Extract every line below that contains the word "point".

START Rows

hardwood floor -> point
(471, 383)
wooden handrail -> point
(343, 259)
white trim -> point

END Rows

▶ Output of the task
hardwood floor -> point
wooden handrail -> point
white trim -> point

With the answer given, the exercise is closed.